FRAGMENTO:
++++
Después de cuatro hijos, entre los 11 y los 25 años, y con 39 años de edad, Suly García se quiso dar una segunda oportunidad de vida en pareja. No podía imaginar que ese deseo supondría un parto triple del cual solo se salvaría una de las niñas. Lo haría al costo de un número importante de enfermedades congénitas, que incluirían problemas con sus pulmones y su pequeño corazón. Juangely, que es el nombre de la pequeña, a quien su madre considera un milagro, es la paciente que viene de más lejos en el J.M. de los Ríos: el Alto Carinagua, en Amazonas.
Julio Materano
Fotos: Azalia Licon
A los 39 años de edad, cuando algunas mujeres sienten eclipsar su juventud, Suly García quiso darse una segunda oportunidad junto a Juan de Dios Bravo, un hombre cinco años menor que ella, que deseaba acompañarla en todas sus aspiraciones. Con cuatro hijos que entonces transitaban los 11, 16, 20 y 25 años, y una existencia que lucía resuelta, el afán de ella por rehacer su vida parecía una terquedad.
La oportunidad que pretendía la sorprendió teniendo tres meses de embarazo. No solo se convertiría en madre de una, sino de tres niñas. Pero el azar, quizá el destino, quebrantó sus planes. Una cardiopatía congénita crónica puso la existencia de sus niñas en cuenta regresiva mucho antes de nacer. Sus trillizas llegaron al mundo con el corazón deshecho, incompleto, con un remedo del músculo cardíaco.
—Tuve tres amenazas de aborto —resuella Suly con su hablar acompasado—, y los médicos jamás me advirtieron de su enfermedad. Quise tenerlas y lo asumí cuando supe que era un embarazo múltiple.
++++
DATOS EXTRAÍDOS:
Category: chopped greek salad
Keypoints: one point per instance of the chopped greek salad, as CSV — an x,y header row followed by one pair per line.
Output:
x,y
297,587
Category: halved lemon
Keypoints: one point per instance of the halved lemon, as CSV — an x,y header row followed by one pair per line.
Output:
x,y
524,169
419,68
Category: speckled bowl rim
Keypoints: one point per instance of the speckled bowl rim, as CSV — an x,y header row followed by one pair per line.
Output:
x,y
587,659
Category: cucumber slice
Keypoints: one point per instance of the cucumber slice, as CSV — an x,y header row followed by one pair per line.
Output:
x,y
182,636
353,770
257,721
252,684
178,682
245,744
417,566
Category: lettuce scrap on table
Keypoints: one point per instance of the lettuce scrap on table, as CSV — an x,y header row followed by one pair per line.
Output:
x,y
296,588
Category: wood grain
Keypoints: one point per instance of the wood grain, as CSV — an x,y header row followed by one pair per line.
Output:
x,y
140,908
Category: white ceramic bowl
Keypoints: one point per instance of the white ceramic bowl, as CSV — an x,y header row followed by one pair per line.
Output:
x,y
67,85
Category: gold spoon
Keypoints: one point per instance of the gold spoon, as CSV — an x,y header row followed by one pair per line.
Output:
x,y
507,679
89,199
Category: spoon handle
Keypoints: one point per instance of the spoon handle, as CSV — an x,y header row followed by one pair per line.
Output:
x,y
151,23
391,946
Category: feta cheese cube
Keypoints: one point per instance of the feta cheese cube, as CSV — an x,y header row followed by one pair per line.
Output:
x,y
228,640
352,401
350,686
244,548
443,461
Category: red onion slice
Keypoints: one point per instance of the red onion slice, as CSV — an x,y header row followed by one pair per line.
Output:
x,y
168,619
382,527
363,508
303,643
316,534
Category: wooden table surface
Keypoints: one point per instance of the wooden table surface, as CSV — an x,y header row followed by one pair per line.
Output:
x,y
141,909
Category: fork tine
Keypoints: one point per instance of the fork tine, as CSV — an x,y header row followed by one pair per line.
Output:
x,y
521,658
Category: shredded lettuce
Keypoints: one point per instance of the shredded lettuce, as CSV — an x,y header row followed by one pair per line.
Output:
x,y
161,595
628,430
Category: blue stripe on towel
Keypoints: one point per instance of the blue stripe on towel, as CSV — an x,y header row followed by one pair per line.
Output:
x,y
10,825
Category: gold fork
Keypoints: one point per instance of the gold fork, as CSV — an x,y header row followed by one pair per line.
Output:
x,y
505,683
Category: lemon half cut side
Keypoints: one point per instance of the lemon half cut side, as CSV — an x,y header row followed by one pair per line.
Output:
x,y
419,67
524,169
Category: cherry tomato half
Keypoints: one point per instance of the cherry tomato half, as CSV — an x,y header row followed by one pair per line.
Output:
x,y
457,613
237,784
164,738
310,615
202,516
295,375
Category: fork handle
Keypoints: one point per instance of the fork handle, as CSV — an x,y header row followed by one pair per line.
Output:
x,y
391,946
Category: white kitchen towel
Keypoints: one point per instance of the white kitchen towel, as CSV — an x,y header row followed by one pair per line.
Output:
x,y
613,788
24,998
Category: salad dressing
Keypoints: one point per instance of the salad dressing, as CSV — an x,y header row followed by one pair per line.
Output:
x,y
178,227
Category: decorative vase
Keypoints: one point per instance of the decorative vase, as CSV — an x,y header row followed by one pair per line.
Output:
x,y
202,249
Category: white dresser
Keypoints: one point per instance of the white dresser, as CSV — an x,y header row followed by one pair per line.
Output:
++++
QUÉ HACER:
a - Cambia "terquedad" por "obstinación" en el relato sobre Suly García y escribe completo el pasaje entre "Julio Materano" y "parecía una terquedad.", ambos incluidos.
b - Sigue el relato sobre Suly García y sus trillizas a partir de su última oración.
Los datos no tienen relación con el relato.

RESPUESTAS:
a -
Julio Materano
Fotos: Azalia Licon
A los 39 años de edad, cuando algunas mujeres sienten eclipsar su juventud, Suly García quiso darse una segunda oportunidad junto a Juan de Dios Bravo, un hombre cinco años menor que ella, que deseaba acompañarla en todas sus aspiraciones. Con cuatro hijos que entonces transitaban los 11, 16, 20 y 25 años, y una existencia que lucía resuelta, el afán de ella por rehacer su vida parecía una obstinación.

b -
Trajo, sin pretenderlo exactamente así, a dos gemelas de 500 gramos cada una, más otra niña formada en un rincón distinto de su vientre, de 1 kilo 900 gramos. Las dos criaturas que compartían la misma placenta fallecieron, en partos diferentes, con una semana de diferencia. Sus corazones, abreviados, se detuvieron antes del primer sorbo de teta. La primera murió y nació la semana 27 de su gestación. Sí, porque todo ocurrió en ese orden. Era un parto anticipado y venía con su propia sentencia de muerte; la sangre dejó de irrigarse por su cuerpo. La siguiente sucumbió el mismo día en el cual insinuó su venida, pero en la semana 28. Apenas duró unas horas. La historia se repetía en el Hospital Doctor José Gregorio Hernández, en Puerto Ayacucho, porque Suly Yesenia García es una mujer de las cercanías de Alto Carinagua, una población próxima a la capital de Amazonas.
Solo una de sus hijas, la recibida el 17 de marzo de 2014, en lo que sería su tercer parto en poco más de un mes, pudo escurrirse de los brazos de la muerte, con 32 semanas de gestación. Aquel alumbramiento, a diferencia de los otros, fue atendido en la Clínica Venancio Camico, también de Puerto Ayacucho. Y desde entonces, los días de Suly han estado circundados por la condición de su niña, un diagnóstico que no expiró con la muerte de las otras dos.
Aunque en apariencia era solo una barriga, un solo sagrario de carne —como entienden algunas madres la tarea de concebir—, aquel embarazo, su oportunidad para edificar un nuevo hogar, resultó más bien un vendaval.
Solo 15 días después de su nacimiento, Juangely Alexandra fue referida al Cardiológico Infantil Gilberto Rodríguez Ochoa, en Caracas, donde inició la brega por su vida, como su madre encara desde entonces la tarea de visitar hospitales para practicarle exámenes, conseguir un antibiótico o anotarse para una consulta.
Juangely convive con 11 diagnósticos médicos, 11 enfermedades desmedidas, difíciles de mantener a raya, algunas con nombres difíciles de pronunciar. Tiene síndrome de Down, ventrículo único, un canal AB con comunicación interventricular pulmonar derecho y una cardiopatía cianógena compleja. Vive con una asfixia prolongada. Las cavidades de su corazón no se formaron, parece un túnel. Todo un cuadro azuzado por su retardo psicomotor.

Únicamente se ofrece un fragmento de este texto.